WHAT YOU WILL DO
Among the entries below, find the line with "x=159, y=271", then quote it and each following line up to and including the line with "x=82, y=293", and nothing else.

Source records:
+===+
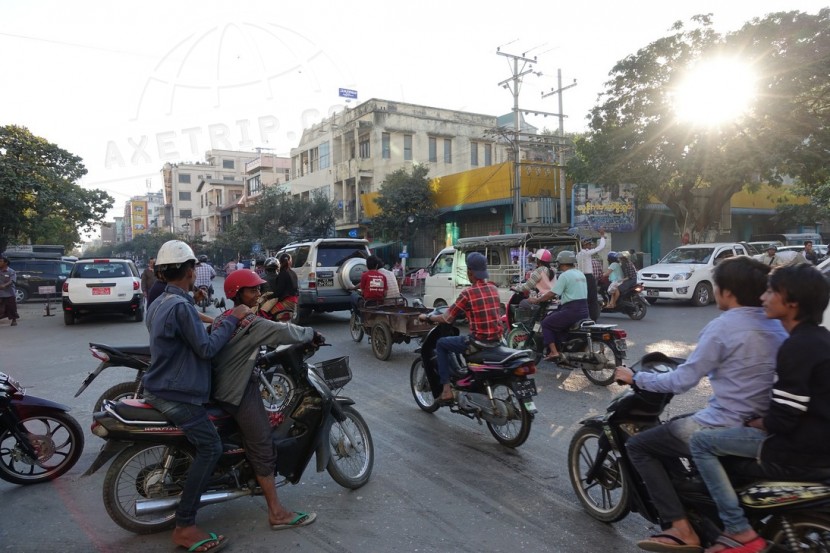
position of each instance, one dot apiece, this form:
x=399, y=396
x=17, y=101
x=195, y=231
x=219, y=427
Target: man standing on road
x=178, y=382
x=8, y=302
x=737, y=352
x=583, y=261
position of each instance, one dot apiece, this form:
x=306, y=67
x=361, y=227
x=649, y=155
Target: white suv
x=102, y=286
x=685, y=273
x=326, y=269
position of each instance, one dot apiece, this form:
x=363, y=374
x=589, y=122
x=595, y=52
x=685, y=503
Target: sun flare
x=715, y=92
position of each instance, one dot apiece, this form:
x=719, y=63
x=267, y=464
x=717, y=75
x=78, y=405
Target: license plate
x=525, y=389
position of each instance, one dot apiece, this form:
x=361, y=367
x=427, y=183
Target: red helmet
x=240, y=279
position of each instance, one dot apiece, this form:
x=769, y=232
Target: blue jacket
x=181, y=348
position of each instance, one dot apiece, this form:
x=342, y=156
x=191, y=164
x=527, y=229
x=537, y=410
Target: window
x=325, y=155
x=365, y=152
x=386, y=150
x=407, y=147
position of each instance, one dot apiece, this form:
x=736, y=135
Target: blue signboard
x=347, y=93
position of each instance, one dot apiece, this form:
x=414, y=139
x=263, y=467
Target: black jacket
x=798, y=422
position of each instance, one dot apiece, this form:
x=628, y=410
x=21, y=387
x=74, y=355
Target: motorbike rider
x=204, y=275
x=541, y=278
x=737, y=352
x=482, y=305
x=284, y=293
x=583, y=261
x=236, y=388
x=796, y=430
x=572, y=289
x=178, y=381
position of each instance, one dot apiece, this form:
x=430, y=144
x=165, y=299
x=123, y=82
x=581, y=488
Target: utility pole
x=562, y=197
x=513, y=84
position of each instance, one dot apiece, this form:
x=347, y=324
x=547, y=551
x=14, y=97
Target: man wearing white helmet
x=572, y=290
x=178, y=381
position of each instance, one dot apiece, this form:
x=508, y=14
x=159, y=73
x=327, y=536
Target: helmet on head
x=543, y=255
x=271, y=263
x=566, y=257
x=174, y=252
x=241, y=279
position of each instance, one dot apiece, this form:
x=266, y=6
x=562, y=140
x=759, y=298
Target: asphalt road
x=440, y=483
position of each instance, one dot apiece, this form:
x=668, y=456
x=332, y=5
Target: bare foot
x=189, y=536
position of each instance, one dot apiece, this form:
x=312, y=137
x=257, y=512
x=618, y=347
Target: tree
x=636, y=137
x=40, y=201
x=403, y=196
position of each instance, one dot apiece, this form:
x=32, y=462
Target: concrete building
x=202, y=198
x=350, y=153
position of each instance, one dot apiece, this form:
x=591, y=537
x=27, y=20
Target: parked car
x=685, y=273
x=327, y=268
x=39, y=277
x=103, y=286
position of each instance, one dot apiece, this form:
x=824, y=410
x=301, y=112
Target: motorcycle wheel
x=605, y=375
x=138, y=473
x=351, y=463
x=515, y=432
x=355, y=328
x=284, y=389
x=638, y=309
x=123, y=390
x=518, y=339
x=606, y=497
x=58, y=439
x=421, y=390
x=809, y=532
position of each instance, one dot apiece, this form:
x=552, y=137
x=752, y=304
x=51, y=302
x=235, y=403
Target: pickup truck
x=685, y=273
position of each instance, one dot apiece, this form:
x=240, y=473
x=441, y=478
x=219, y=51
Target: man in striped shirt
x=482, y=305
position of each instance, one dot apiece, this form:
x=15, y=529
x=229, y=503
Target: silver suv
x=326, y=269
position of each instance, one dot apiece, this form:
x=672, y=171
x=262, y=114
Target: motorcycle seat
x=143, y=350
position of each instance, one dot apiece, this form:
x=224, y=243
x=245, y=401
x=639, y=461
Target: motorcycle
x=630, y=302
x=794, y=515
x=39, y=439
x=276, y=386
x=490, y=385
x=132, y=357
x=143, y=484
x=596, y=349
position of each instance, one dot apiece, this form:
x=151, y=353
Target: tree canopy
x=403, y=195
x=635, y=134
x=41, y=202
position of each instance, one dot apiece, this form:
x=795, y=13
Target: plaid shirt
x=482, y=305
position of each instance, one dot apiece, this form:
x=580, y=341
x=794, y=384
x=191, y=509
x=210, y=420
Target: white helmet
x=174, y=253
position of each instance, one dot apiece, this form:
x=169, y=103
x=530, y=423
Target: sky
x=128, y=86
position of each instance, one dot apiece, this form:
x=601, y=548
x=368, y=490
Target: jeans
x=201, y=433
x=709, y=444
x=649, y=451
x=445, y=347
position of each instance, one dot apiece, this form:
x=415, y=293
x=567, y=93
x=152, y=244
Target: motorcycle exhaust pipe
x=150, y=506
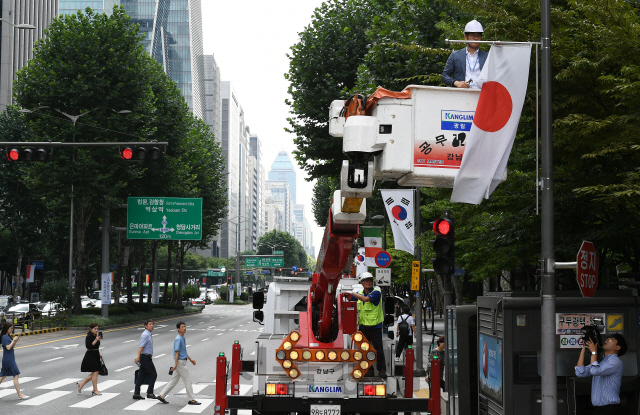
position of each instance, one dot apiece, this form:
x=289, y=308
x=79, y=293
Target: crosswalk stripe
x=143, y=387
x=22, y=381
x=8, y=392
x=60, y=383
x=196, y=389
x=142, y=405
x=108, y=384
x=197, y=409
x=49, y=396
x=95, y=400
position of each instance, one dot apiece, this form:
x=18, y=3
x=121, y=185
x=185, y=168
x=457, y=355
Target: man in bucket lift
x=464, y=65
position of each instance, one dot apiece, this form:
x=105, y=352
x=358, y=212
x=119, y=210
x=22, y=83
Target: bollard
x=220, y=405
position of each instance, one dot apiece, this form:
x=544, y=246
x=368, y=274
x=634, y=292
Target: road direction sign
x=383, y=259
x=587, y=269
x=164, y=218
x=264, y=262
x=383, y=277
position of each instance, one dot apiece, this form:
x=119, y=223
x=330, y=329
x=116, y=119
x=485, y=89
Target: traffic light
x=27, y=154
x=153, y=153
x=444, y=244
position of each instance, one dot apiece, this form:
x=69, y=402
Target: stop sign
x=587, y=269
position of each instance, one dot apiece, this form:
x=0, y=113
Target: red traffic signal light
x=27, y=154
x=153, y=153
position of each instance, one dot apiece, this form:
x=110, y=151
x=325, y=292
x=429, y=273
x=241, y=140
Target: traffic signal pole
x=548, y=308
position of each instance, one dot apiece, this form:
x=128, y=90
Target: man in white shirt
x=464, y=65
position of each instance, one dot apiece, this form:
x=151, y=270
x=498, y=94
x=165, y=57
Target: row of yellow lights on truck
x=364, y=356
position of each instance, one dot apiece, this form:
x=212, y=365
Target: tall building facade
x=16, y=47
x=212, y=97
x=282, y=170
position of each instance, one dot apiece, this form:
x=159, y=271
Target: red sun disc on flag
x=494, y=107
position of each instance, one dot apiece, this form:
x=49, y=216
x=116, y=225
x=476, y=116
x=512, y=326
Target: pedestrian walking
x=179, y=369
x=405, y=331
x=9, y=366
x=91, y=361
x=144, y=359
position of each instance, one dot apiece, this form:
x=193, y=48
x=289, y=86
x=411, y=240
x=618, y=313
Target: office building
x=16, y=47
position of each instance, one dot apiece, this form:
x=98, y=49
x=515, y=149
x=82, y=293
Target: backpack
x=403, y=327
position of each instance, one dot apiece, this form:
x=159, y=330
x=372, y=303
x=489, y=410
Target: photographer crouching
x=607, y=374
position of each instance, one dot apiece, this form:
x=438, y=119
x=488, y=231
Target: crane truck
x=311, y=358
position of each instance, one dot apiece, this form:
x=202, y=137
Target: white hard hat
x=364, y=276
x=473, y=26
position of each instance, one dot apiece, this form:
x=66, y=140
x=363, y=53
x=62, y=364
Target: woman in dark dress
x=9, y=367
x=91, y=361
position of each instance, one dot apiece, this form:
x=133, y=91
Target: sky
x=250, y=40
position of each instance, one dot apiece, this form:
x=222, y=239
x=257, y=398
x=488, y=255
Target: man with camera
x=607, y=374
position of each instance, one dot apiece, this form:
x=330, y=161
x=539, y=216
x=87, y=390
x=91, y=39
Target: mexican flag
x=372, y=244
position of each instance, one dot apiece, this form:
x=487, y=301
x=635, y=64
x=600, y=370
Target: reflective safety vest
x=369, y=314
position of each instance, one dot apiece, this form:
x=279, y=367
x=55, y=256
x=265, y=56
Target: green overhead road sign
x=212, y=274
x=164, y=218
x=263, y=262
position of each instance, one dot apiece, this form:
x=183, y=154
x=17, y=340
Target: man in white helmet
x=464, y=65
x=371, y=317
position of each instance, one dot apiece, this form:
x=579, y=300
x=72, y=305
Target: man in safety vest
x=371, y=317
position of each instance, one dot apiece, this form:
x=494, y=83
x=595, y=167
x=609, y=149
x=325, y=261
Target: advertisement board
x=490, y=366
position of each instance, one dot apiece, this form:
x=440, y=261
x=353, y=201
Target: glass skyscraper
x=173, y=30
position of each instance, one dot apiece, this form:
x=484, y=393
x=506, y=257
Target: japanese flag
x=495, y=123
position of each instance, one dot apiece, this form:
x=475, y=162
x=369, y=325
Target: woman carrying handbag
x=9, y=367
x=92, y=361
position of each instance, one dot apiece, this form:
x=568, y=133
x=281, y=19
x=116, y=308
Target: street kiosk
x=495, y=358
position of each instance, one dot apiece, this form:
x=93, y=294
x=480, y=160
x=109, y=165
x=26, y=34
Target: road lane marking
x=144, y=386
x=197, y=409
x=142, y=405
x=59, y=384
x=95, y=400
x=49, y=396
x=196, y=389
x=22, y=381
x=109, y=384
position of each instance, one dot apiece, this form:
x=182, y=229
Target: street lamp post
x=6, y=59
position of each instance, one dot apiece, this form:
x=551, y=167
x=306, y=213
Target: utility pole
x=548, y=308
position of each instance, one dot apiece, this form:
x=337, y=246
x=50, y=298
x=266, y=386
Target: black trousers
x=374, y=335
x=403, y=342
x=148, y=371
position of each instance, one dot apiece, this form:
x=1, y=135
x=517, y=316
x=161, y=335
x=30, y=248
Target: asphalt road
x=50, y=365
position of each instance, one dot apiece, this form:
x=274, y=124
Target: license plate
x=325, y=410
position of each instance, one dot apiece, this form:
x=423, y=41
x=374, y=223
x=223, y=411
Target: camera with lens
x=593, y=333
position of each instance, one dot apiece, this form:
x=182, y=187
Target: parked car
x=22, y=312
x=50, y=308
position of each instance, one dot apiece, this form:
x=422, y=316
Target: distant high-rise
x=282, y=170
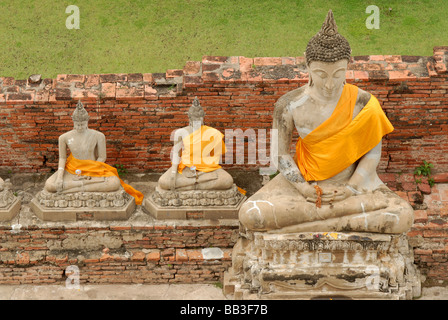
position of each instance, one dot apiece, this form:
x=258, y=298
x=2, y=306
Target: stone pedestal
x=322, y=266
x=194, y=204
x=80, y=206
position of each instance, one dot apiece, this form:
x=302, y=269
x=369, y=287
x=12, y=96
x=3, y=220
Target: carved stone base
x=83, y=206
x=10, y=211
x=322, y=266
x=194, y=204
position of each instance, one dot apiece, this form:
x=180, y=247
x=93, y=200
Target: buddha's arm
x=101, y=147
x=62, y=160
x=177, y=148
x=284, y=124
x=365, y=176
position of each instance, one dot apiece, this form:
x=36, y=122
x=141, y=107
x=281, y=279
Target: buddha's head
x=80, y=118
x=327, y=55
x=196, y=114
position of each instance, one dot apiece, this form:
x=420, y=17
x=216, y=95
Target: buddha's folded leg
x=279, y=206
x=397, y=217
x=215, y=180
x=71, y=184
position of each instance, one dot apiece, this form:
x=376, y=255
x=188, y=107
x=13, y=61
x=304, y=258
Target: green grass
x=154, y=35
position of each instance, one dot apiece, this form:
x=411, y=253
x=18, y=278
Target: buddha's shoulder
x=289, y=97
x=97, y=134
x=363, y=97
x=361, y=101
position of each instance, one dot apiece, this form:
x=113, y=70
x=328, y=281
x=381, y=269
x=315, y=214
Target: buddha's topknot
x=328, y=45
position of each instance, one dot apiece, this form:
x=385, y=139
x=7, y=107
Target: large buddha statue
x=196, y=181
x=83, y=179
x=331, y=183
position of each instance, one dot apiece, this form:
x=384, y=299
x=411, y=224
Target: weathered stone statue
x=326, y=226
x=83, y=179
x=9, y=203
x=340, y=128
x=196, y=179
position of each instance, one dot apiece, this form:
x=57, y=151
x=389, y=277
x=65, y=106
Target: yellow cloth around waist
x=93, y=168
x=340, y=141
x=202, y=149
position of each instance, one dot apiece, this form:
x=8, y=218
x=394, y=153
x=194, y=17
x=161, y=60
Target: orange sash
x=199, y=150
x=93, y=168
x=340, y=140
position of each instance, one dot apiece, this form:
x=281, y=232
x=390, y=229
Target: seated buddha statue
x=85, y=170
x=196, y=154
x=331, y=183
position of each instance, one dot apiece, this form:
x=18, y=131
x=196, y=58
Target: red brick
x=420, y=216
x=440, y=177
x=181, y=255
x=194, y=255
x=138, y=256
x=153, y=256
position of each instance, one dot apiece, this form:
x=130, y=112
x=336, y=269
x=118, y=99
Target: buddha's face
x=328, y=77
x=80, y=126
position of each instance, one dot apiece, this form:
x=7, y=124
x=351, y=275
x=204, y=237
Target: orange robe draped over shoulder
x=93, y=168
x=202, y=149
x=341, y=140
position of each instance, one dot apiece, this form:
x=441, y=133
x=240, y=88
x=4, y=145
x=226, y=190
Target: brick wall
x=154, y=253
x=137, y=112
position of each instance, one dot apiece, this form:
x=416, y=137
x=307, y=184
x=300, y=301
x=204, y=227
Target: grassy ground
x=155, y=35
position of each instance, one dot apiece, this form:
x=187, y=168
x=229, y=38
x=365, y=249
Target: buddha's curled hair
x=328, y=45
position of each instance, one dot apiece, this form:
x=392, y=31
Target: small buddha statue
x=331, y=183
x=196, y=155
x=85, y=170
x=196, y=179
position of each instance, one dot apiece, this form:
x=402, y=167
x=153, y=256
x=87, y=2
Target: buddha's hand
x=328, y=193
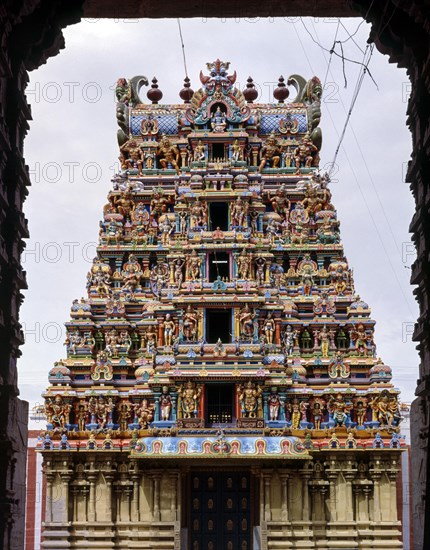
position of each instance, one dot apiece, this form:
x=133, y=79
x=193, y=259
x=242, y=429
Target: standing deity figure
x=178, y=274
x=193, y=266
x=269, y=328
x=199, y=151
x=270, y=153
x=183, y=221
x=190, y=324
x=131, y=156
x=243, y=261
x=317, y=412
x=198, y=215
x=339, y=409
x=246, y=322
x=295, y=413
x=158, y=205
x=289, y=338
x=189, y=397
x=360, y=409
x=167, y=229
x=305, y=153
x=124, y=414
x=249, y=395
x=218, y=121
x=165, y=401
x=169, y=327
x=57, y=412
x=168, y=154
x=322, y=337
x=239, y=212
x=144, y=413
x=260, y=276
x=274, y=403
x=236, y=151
+===+
EXERCISE RESPONSE
x=159, y=271
Target: red sun disc on flag
x=494, y=107
position of each instance, one dot apiece, this form:
x=49, y=216
x=116, y=225
x=476, y=116
x=512, y=326
Target: pedestrian walking
x=179, y=369
x=405, y=331
x=9, y=366
x=91, y=361
x=144, y=359
position of each instance, one dot apiece, this form:
x=193, y=48
x=289, y=86
x=411, y=240
x=618, y=313
Target: office building
x=16, y=47
position of each instance, one dot apiece, this form:
x=98, y=49
x=515, y=149
x=82, y=293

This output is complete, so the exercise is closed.